=== Text provided ===

At approximately 11:10 p.m. on Wednesday, June 1, 2005, a 42-year old electrician was pulled into the pick breaker of the Oldenburg Stamler Belt Feeder Breaker (feeder), sustaining injuries that resulted in his death. The victim had worked at the North River #1 Underground Mine (North River Mine) for 3 years and 8 weeks.

The accident occurred because existing written procedures that prohibit work on machinery unless power is removed and the machinery is blocked against motion were not followed.


The North River Mine, I.D. No. 01-00759, is operated by the Pittsburg & Midway Coal Mining Co., whose parent company is ChevronTexaco Global Energy, Inc. The mine is located approximately 10.3 miles south of Berry, Alabama, on County Road 63. The mine employs, on average, 360 persons and produces approximately 3.5 million tons of bituminous coal annually from the Pratt seam. The mine has one retreating longwall unit and two continuous miner development units. The longwall unit normally operates three shifts per day, seven days a week. The continuous miner units normally operate two shifts per day, with one maintenance shift. The miners are represented by the United Mine Workers of America (UMWA).

The principal officers for the mine are:
Mark G. Premo .......... Mine Manager
Steve O. Green .......... Manager of Safety and Security
A safety and health inspection was completed at the mine on March 31, 2005, and another was ongoing at the time of the accident. The Non-Fatal Days Lost (NFDL) injury incidence rate for North River Mine for the previous quarter was 5.81 compared to the national NFDL rate of 5.17.


At approximately 9:55 p.m., on Wednesday, June 1, 2005, the midnight shift West 2 section crew entered the mine at the Tyro Creek portal. Robert Patilla (victim) was assigned as the section electrician on the West 2 section. The crew traveled by man buses to the section and arrived on the section at approximately 10:45 p.m. The crew went to the section dinner hole while Patrick Sullivan, section foreman, went to examine the faces. Sullivan returned to the dinner hole, briefed the crew concerning conditions, and made work assignments for the shift.

The crew left the dinner hole and went to their assigned areas. Patilla talked to Sullivan about repairs to the outby roof bolting machine. Patilla then walked to the power center in the #2 entry and closed the circuit breakers to energize the section equipment.

Patilla then went to start the feeder. However, brattice cloth was wrapped around the pick breaker. While attempting to remove the brattice cloth, the pick breaker was energized, pulling Patilla under the pick breaker. Sullivan found him in the feeder shortly after 11:10 p.m. and shut the pick breaker off using the emergency stop button.

=== Listed entries ===

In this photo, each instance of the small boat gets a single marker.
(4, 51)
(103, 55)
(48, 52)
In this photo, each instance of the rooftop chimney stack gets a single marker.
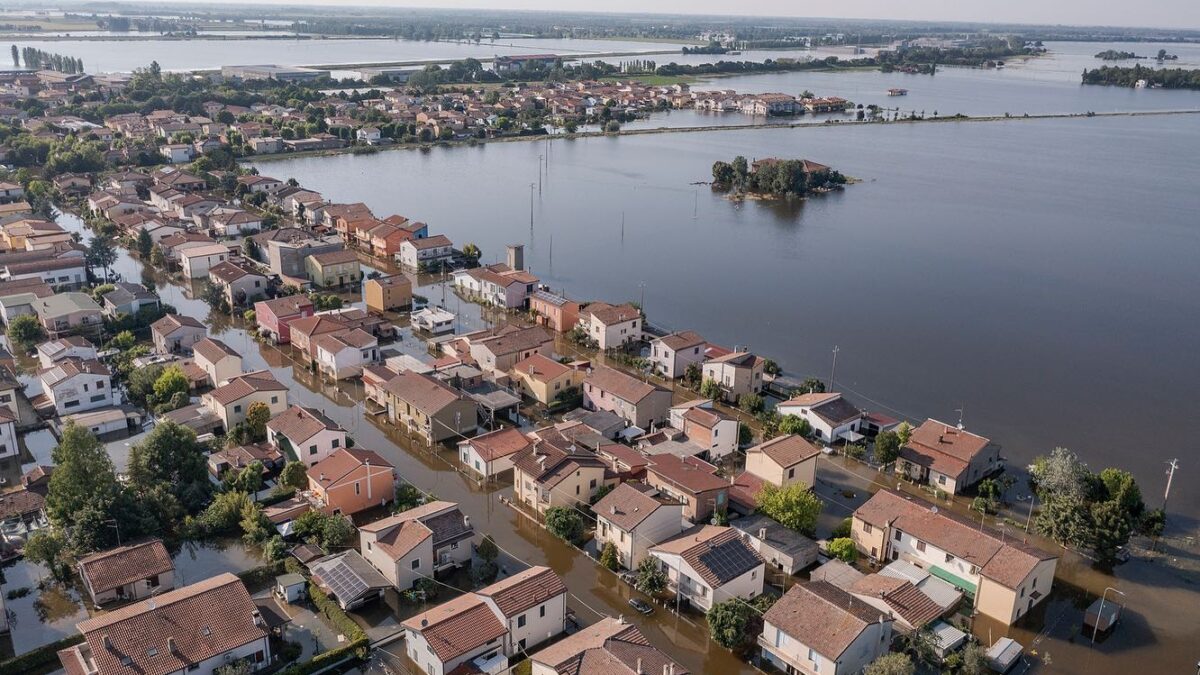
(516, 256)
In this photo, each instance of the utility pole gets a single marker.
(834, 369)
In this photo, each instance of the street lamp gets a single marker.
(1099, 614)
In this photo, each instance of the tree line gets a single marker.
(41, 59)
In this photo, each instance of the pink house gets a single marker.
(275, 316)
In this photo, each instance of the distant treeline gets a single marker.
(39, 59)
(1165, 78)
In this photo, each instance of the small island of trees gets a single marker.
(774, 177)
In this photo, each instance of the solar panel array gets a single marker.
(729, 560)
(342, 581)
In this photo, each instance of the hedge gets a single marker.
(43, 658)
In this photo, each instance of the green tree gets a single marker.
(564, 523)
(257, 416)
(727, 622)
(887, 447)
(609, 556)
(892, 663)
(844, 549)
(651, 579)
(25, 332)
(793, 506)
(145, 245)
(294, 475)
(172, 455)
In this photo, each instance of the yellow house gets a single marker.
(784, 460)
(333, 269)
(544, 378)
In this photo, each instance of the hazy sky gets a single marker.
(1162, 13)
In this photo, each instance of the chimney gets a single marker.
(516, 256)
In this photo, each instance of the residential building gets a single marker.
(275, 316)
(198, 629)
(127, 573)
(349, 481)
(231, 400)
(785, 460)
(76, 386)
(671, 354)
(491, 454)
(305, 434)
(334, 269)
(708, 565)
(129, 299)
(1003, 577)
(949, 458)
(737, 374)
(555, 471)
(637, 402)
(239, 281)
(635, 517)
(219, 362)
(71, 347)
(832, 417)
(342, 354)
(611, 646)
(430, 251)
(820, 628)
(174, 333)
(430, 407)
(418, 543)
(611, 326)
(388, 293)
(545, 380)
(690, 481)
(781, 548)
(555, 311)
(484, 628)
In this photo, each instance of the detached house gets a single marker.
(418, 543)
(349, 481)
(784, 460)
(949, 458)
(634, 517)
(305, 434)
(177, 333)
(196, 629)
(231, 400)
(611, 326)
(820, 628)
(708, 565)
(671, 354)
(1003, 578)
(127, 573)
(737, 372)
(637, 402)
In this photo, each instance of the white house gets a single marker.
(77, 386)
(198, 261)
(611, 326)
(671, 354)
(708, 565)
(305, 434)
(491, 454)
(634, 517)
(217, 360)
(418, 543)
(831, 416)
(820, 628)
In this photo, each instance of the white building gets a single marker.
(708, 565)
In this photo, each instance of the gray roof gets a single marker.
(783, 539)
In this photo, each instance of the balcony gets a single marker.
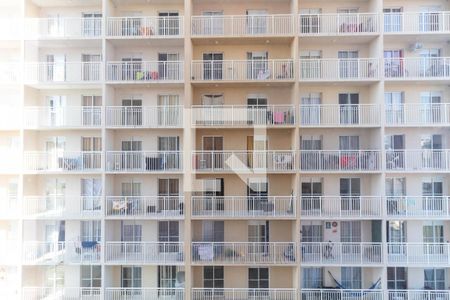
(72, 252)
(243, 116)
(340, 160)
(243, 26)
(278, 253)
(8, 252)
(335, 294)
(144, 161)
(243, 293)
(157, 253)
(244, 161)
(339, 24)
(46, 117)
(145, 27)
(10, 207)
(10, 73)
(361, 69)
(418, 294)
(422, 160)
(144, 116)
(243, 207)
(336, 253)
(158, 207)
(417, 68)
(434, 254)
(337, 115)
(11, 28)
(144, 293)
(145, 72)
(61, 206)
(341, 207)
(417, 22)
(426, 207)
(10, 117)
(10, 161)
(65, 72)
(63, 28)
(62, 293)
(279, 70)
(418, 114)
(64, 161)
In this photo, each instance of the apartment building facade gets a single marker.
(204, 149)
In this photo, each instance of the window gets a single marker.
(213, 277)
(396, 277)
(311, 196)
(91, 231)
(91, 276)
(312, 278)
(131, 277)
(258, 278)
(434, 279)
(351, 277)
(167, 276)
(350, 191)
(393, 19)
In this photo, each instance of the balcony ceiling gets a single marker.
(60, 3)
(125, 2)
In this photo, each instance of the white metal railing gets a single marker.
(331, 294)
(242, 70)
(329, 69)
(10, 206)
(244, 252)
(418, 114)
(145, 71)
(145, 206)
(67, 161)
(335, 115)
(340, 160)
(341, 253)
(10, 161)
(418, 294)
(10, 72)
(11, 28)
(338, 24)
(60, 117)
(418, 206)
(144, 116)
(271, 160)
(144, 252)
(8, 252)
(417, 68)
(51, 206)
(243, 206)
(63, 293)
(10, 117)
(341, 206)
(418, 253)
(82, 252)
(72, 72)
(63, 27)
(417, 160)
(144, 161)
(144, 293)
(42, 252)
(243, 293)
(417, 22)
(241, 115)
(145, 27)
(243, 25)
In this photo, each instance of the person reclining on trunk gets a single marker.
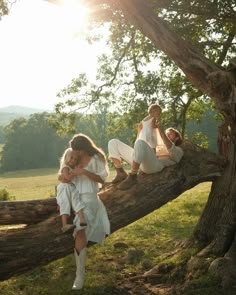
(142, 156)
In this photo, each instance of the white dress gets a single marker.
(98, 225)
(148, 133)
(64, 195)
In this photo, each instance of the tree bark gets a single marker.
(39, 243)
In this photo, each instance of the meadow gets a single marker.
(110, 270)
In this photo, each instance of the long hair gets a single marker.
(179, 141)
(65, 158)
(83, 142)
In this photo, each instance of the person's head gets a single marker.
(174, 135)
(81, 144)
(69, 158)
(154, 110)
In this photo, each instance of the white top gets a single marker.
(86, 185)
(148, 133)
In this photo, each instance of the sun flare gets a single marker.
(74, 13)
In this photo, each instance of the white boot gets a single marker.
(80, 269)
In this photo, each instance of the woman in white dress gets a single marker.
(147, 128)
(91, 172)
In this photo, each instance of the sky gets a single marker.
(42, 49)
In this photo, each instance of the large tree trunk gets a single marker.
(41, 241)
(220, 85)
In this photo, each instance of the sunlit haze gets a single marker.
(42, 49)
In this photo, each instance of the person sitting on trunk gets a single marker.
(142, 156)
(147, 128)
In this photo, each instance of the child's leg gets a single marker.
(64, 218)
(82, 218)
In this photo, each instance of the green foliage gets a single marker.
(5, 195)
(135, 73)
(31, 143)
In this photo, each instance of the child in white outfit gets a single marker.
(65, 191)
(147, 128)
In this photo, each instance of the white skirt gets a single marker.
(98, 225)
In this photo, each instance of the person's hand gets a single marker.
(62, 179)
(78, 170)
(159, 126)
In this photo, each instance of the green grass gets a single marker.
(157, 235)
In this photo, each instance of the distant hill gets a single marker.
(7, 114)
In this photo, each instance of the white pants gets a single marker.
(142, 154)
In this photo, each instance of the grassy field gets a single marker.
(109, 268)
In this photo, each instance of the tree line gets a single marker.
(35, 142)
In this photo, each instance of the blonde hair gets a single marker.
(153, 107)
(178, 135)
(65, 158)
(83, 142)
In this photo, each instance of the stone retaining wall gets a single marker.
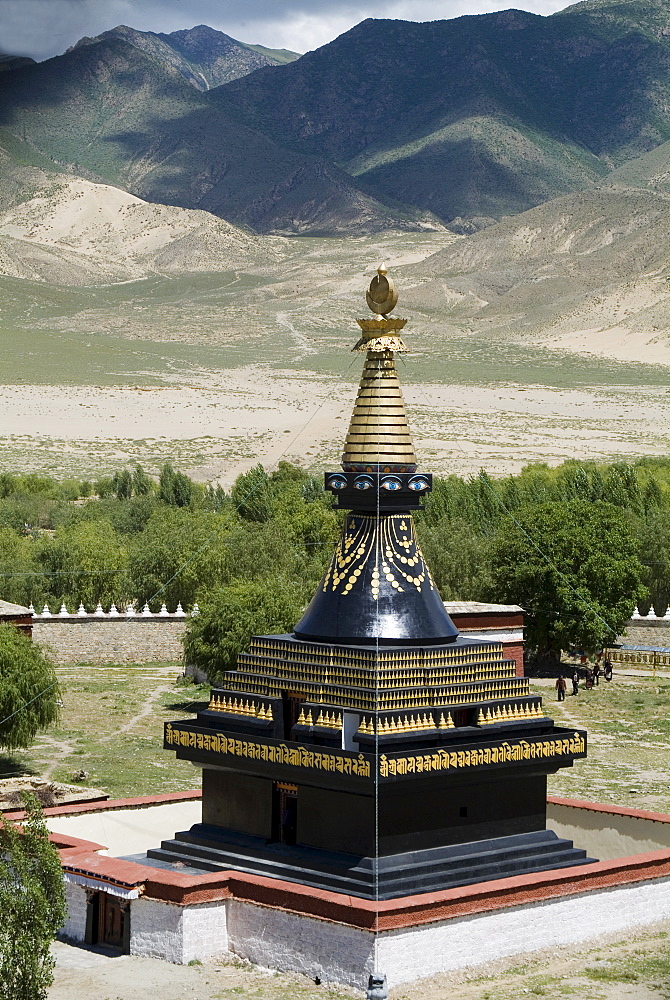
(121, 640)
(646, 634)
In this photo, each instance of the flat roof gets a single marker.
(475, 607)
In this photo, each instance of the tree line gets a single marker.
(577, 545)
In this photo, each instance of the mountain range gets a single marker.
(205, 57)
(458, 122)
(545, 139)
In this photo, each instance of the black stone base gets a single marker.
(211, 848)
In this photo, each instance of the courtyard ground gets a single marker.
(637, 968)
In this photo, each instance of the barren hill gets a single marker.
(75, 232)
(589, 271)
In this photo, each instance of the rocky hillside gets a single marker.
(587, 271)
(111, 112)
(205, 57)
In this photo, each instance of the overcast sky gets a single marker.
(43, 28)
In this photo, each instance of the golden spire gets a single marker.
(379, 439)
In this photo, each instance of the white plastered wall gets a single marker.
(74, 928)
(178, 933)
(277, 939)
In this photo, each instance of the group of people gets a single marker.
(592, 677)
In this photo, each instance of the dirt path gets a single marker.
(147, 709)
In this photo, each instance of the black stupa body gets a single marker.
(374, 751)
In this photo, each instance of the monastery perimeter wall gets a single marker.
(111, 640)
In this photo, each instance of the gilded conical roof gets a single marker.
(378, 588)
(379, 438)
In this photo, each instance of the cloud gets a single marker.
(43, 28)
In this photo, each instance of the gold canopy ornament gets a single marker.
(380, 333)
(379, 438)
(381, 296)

===
=== Listed entries ===

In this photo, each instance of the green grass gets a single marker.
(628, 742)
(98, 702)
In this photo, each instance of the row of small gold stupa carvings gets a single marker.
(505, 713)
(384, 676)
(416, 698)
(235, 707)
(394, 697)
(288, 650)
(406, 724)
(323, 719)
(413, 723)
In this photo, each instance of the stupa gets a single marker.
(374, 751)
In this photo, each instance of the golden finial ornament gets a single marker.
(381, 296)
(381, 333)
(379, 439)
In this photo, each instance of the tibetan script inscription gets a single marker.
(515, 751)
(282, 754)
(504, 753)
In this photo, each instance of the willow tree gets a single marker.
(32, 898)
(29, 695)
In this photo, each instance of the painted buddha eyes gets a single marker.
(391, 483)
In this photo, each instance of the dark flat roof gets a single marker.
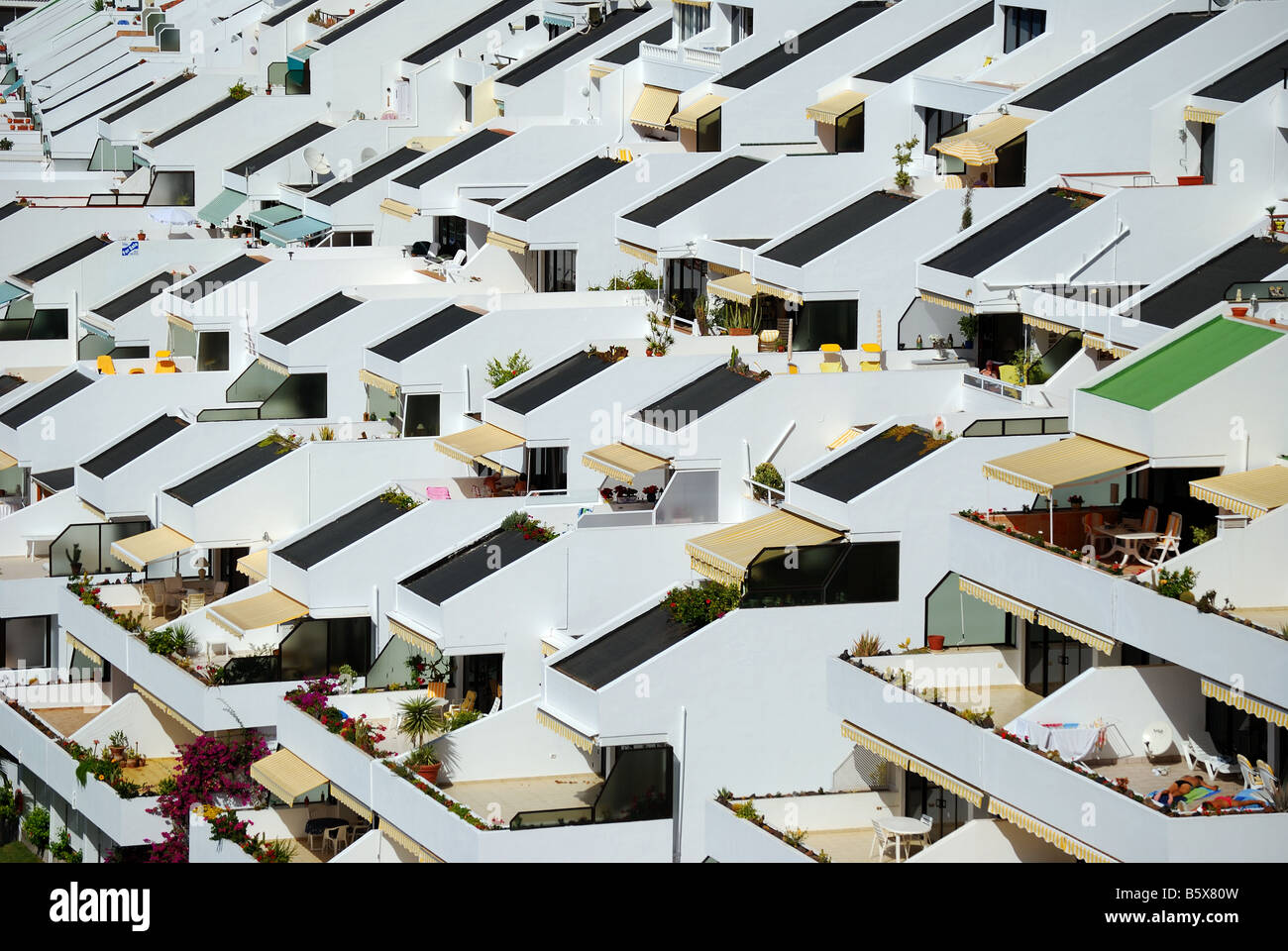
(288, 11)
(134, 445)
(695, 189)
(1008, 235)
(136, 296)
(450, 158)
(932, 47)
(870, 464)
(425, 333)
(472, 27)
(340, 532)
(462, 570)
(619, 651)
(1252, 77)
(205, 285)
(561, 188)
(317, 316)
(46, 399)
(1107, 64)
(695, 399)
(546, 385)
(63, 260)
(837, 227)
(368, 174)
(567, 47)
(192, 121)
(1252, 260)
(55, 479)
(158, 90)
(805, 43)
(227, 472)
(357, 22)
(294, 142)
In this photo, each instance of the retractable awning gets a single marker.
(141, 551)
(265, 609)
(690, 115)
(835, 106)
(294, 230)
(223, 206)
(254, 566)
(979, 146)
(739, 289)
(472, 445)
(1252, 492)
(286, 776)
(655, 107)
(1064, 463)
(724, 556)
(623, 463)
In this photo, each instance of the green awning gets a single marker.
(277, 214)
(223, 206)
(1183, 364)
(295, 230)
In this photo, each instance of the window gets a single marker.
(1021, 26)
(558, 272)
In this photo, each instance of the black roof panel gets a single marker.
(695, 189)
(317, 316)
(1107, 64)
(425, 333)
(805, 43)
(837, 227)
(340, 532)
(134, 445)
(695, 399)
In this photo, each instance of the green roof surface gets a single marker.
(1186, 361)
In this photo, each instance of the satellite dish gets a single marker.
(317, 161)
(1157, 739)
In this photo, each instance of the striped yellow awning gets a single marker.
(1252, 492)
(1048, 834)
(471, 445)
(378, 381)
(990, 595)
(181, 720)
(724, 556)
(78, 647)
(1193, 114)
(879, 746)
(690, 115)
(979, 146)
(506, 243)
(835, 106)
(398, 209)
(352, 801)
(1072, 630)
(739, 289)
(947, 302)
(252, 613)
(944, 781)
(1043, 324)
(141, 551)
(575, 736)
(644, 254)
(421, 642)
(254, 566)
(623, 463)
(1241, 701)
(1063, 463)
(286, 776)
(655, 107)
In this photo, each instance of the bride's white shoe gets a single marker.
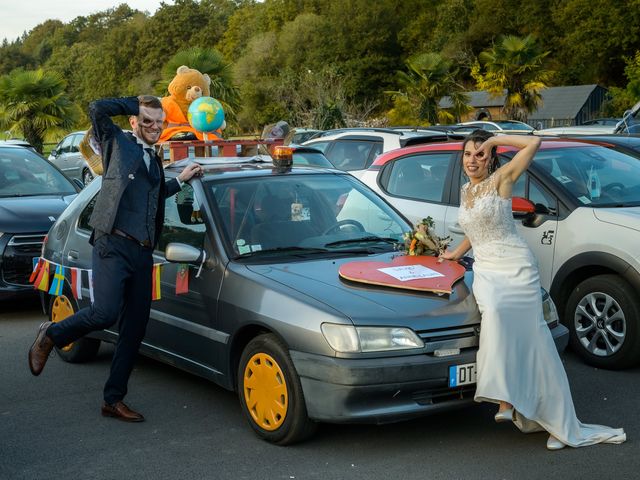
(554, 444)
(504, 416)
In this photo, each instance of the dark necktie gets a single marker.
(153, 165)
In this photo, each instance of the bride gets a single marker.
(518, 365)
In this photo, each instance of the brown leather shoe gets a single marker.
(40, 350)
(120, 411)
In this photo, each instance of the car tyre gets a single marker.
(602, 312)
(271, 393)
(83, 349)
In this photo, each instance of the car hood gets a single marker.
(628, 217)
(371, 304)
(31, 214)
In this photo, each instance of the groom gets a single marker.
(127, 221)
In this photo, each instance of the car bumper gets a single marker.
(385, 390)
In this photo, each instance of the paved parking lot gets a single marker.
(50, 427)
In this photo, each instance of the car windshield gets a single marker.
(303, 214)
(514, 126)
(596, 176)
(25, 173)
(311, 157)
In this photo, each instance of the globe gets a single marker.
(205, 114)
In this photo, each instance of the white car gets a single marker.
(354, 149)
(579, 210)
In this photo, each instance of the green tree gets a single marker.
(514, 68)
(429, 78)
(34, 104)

===
=== Listed entries ===

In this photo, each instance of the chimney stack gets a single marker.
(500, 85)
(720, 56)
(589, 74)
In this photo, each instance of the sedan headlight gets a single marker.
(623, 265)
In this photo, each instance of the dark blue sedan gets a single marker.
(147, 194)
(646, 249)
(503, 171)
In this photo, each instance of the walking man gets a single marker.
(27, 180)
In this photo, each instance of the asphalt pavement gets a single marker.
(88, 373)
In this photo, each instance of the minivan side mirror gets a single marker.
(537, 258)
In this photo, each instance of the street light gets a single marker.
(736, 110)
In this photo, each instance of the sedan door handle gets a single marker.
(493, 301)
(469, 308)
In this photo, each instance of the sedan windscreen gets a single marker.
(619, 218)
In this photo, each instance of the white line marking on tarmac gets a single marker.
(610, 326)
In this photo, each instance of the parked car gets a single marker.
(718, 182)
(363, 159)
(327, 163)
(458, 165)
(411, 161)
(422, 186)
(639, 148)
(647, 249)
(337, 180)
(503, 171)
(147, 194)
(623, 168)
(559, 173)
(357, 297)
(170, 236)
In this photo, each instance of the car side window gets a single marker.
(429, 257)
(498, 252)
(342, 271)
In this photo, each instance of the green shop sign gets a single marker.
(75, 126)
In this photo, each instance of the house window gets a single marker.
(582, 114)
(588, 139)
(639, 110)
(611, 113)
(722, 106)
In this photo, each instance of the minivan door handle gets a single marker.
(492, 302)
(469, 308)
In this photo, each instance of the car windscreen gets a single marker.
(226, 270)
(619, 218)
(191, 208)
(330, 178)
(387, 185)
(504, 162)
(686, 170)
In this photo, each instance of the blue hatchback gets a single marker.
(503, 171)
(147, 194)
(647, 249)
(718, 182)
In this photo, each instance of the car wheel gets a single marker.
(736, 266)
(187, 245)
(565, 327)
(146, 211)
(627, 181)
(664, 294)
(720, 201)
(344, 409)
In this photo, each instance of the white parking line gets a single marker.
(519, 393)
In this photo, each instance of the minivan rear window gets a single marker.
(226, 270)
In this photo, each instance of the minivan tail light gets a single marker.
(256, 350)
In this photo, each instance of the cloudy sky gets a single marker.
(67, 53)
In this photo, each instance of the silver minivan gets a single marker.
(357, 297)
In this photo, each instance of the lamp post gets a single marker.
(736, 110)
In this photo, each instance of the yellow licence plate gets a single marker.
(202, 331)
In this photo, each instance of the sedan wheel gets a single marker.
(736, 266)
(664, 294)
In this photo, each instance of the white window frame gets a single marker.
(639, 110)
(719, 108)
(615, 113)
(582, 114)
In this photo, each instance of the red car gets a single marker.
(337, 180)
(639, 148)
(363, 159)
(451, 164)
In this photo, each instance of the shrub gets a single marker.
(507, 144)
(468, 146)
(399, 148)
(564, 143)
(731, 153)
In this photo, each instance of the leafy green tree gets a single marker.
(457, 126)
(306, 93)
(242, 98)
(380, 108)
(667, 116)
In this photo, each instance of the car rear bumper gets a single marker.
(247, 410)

===

> _Challenge 1_: Transcribe the mine accident report from "At approximately 9:55" to "for the shift.".
> _Challenge 2_: Translate this sentence from the mine accident report into Spanish: "The longwall unit normally operates three shifts per day, seven days a week."
The data is not needed for any of the work here.

> _Complete response 1_:
At approximately 9:55 p.m., on Wednesday, June 1, 2005, the midnight shift West 2 section crew entered the mine at the Tyro Creek portal. Robert Patilla (victim) was assigned as the section electrician on the West 2 section. The crew traveled by man buses to the section and arrived on the section at approximately 10:45 p.m. The crew went to the section dinner hole while Patrick Sullivan, section foreman, went to examine the faces. Sullivan returned to the dinner hole, briefed the crew concerning conditions, and made work assignments for the shift.

> _Complete response 2_: La unidad de tajo largo normalmente opera tres turnos por día, siete días a la semana.